◆ WHAT YOU WILL DO:
An exact copy of every entry is the answer here, with no pictures.
━━━ DATA PROVIDED ━━━
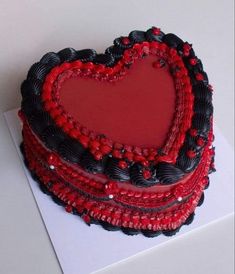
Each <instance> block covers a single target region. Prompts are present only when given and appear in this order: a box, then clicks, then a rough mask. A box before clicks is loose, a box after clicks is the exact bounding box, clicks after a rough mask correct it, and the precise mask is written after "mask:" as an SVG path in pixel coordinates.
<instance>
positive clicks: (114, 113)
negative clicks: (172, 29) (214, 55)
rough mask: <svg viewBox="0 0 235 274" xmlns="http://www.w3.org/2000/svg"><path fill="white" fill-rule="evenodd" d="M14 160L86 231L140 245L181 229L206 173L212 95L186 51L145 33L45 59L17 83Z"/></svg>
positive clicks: (209, 172)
━━━
◆ TASK SOLUTION:
Each <instance> block covers a single target region. Prompts are present only when given and appear in this order: a box, then clicks, then a rough mask. A box before clicks is loose, a box after clicks is the exact bounding box, clicks after a rough mask correct it, and the precise mask is written after "mask:" as an SVG path in pixel coordinates.
<instance>
positive clicks: (114, 113)
negative clicks: (172, 29) (214, 55)
rough mask: <svg viewBox="0 0 235 274" xmlns="http://www.w3.org/2000/svg"><path fill="white" fill-rule="evenodd" d="M14 160L86 231L140 245L181 229L206 173L212 95L186 51L145 33L45 59L17 83Z"/></svg>
positive clicks: (209, 172)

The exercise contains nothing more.